Start of Excerpt to read

Post by dark_sylinc »

Ok a few notes:

* +256 is insane for any model. It doesn't have to do whether it is high or low poly. An rig like that is probably flawed, shame on the rigger. The only way to get that amount of bones and still think it's reasonable, is that it's animating a really big, large and complex model, something like mechanical animation. A Transformers movie comes to mind, and even then, they don't use >256 bones (you can ask on animation studio's Youtube channel, they usually answer these type of questions and are very friendly); but if you batch a whole castle with animations anywhere as a single batch, then it's possible to reach that.

* The average human rig has between 40 & 60 bones, depending on head & hands (fingers) complexity.

* Like Kojak said, the limit happens because bone indices are stored as ubyte4 in the vertex stream, causing a hard limit of 256.

End of Excerpt to read
Start of Data supplied

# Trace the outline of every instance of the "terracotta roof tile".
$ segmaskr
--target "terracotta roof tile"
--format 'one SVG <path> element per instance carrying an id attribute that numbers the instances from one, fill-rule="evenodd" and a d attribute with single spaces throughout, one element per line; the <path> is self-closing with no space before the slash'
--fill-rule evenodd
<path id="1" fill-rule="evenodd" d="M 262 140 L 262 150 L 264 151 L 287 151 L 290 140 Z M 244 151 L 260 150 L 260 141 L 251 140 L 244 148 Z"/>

End of Data supplied

◆ **What you need to do**:
Reproduce word for word the part of the post on skeletal rig bone limits that begins at the words "Post by dark_sylinc" and ends after "limit of 256.". Nothing in the listing is required here.

◆ **Full output**:
Post by dark_sylinc »

Ok a few notes:

* +256 is insane for any model. It doesn't have to do whether it is high or low poly. An rig like that is probably flawed, shame on the rigger. The only way to get that amount of bones and still think it's reasonable, is that it's animating a really big, large and complex model, something like mechanical animation. A Transformers movie comes to mind, and even then, they don't use >256 bones (you can ask on animation studio's Youtube channel, they usually answer these type of questions and are very friendly); but if you batch a whole castle with animations anywhere as a single batch, then it's possible to reach that.

* The average human rig has between 40 & 60 bones, depending on head & hands (fingers) complexity.

* Like Kojak said, the limit happens because bone indices are stored as ubyte4 in the vertex stream, causing a hard limit of 256.